In the data below, substitute "occurrence" for every "instance" and leave everything else unchanged.

**MATERIAL**
- - - - -
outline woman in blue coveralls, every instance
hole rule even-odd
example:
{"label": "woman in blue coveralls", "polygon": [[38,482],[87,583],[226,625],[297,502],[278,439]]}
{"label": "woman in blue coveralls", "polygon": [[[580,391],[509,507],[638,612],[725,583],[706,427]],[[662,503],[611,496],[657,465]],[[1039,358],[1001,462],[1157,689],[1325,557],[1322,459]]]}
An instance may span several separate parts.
- - - - -
**SOLUTION BELOW**
outline woman in blue coveralls, every occurrence
hole rule even-odd
example:
{"label": "woman in blue coveralls", "polygon": [[38,482],[87,583],[226,625],[297,502],[278,439]]}
{"label": "woman in blue coveralls", "polygon": [[[580,391],[509,507],[638,612],[725,583],[706,427]],[[662,503],[611,496],[657,465]],[[1039,358],[1001,462],[1157,689],[1325,557],[1322,459]]]}
An occurrence may span several separate parts.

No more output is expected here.